Search the records for "below". Copy every line where it appears.

**Working data**

■ ■ ■ ■ ■ ■ ■

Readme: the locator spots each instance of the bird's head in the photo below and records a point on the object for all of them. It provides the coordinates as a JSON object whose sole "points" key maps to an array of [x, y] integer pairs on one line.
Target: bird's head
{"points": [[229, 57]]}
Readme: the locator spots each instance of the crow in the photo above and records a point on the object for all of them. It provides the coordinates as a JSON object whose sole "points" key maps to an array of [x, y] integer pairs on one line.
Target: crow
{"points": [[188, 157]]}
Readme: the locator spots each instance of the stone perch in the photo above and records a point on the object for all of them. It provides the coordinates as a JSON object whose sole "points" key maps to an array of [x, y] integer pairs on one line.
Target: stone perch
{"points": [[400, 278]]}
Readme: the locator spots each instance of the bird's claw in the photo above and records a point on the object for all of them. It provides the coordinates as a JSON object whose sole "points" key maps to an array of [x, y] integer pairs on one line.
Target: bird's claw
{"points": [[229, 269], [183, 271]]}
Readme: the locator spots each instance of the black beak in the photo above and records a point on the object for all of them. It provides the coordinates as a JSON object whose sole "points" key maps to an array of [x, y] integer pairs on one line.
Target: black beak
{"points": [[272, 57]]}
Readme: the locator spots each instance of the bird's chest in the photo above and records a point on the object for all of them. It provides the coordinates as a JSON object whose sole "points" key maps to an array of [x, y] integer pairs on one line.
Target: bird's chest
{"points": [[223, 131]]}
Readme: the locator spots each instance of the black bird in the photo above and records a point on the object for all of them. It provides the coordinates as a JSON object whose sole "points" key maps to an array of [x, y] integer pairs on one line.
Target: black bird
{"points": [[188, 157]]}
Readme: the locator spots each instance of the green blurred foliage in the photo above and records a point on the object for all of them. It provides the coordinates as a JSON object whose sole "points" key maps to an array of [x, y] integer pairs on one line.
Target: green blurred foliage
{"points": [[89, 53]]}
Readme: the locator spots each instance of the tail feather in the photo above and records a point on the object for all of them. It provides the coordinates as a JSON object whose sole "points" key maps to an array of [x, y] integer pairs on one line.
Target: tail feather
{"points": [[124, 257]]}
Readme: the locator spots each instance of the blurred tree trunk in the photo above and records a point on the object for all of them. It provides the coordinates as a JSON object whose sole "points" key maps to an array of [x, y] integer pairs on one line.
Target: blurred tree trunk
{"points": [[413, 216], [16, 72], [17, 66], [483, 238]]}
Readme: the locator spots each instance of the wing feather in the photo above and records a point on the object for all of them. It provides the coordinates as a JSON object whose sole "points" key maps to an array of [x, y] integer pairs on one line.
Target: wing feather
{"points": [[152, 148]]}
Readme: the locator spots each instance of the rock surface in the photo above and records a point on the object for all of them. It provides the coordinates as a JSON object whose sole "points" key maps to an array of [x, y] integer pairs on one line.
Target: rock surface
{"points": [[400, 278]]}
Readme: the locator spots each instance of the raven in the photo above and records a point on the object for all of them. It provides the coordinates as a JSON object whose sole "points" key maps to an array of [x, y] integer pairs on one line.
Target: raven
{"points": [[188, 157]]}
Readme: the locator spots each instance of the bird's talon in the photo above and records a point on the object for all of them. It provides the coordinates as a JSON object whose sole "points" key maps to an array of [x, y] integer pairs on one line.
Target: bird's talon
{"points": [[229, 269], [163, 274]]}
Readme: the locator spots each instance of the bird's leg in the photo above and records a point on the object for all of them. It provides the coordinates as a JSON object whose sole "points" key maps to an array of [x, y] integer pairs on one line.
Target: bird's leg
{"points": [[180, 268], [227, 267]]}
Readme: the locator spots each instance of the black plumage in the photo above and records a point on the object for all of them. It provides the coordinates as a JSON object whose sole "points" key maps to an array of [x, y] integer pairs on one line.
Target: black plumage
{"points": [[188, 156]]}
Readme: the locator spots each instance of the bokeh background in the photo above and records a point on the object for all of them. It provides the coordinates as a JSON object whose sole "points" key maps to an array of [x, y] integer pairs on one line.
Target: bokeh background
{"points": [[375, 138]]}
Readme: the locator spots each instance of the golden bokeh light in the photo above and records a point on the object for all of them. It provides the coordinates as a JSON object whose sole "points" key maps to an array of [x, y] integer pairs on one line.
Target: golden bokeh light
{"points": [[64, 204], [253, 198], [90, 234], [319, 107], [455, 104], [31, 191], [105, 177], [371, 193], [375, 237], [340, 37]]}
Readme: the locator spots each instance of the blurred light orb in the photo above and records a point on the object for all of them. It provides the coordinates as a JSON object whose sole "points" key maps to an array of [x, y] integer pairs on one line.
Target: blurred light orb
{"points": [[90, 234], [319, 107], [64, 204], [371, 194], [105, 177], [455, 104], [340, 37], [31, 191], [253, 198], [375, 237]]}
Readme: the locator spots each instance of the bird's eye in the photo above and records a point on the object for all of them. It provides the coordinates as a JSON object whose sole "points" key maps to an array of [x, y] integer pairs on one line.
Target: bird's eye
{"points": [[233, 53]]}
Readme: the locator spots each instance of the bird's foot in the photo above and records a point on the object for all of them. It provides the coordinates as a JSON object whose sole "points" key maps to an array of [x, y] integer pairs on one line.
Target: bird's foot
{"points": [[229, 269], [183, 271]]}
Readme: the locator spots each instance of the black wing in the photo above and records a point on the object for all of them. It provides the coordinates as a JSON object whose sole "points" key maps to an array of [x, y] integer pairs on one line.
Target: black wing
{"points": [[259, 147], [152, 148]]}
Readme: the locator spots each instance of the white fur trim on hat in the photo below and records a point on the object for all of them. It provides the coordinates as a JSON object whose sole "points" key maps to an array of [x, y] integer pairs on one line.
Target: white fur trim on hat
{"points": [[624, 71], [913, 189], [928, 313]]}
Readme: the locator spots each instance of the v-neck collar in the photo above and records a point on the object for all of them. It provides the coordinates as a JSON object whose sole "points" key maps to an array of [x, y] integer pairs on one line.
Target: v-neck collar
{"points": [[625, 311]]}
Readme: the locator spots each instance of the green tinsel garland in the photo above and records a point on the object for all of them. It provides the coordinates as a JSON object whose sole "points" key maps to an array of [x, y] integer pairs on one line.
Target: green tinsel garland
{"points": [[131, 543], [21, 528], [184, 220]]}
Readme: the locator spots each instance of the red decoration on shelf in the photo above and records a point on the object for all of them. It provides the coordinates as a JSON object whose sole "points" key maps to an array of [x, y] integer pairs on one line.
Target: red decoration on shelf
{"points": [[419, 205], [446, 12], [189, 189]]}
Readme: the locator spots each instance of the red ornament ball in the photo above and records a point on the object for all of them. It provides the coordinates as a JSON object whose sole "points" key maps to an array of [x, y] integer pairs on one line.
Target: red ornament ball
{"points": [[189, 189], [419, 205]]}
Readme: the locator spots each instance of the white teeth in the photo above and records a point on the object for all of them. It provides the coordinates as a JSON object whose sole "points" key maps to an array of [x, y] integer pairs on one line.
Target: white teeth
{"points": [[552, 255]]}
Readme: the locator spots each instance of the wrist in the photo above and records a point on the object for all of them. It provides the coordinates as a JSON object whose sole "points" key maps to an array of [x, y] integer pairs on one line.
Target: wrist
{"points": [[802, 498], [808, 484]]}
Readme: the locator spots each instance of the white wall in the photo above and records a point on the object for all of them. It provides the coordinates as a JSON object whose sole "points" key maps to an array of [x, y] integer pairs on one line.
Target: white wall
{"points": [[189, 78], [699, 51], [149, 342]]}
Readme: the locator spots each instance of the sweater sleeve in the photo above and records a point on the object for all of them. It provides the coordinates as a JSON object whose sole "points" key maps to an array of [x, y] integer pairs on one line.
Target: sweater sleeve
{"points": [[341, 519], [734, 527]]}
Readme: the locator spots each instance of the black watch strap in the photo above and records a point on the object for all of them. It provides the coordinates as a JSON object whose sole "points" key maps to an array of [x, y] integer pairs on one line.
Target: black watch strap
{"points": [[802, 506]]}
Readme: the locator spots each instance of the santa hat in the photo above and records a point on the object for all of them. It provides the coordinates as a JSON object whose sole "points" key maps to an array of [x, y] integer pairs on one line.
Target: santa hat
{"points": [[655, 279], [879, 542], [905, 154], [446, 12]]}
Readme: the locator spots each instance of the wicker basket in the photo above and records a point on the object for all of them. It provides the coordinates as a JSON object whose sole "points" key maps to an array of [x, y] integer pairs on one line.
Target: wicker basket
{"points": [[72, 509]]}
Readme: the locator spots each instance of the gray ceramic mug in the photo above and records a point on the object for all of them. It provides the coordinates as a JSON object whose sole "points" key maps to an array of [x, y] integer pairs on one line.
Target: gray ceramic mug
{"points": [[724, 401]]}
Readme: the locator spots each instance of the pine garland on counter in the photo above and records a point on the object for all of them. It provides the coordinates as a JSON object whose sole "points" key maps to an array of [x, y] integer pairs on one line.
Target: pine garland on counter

■ ■ ■ ■ ■ ■ ■

**Task output**
Readme: the locator spots each instance of the bird's head in the photo below and records a point on the object for all of them. It provides the coordinates as a JSON object whose sole "points" key maps to an array of [x, y] integer pairs on one line.
Readme: the locator spots each instance of the white fur trim on hat in the photo below and records a point on the object for all of them. It provides the coordinates as a JSON object whose sole "points" key maps to an array of [x, y] integer pairs on one line.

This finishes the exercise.